#### Provided passage

# Can you feed cabbage to horses?



## minniemouse (23 October 2010)

Just wondered if it was safe to feed cabbage to your horse? Now winter is nearly here and my horse will be spending more time in his stable i was thinking about different treats i could give him and the restaraunt at work always gives me left over carrots and swede and they have asked me if i want cabbage leaves as well and maybe some sprout leaves at xmas!

I know cabbage juice is supposed to be good for our stomach but is it ok for horses?

Thx


----------



## Box_Of_Frogs (24 October 2010)

My veteran cob Sunny loves a whole cabbage or swede in his stable in the winter. He presses it against his wall (not bad for only 1 eye) and crunches the whole lot up in about 3 minutes. Swedes last a little longer, but not much. Not every day but 1 cabbage + 1 swede per week.


----------



## marmalade76 (24 October 2010)

Both my ponies willk eat cabbage - I feed them the off-cuts and the stalky middle bit.

ETA - They also eat sprout peelings.


----------



## Silmarillion (24 October 2010)

Generally not a good idea to feed cabbage - as per anecdotal evidence, mainly, if you Google it. Doesn't look like anything hard, fast and scientific has been proven... but I still steer clear of it.


----------

########
#### Data supplied

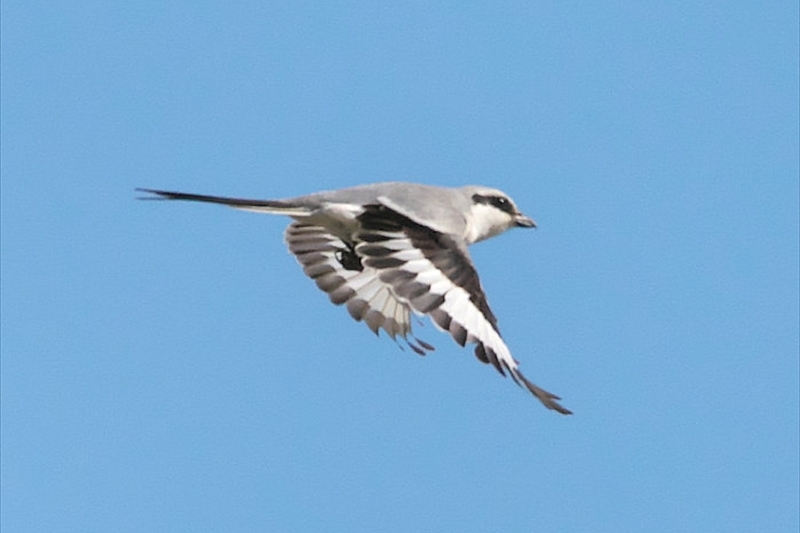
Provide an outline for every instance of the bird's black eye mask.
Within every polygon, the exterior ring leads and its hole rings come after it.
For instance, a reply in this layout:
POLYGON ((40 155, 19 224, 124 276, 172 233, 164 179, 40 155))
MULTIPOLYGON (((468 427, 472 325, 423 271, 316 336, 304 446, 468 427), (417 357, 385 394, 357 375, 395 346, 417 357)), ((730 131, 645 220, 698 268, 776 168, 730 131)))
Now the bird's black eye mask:
POLYGON ((481 194, 473 194, 472 201, 476 204, 491 205, 500 211, 505 211, 509 215, 516 214, 514 205, 505 196, 483 196, 481 194))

########

#### What you will do
1. Reproduce everything in the cabbage-feeding thread from "Both my ponies" down to "Silmarillion (24 October 2010)".
2. In the cabbage-feeding thread, how long does the veteran cob Sunny take to crunch up a whole cabbage?
The entries come from a different source than the cabbage-feeding thread.

#### Outputs in order
1.
Both my ponies willk eat cabbage - I feed them the off-cuts and the stalky middle bit.

ETA - They also eat sprout peelings.


----------



## Silmarillion (24 October 2010)

2. About 3 minutes.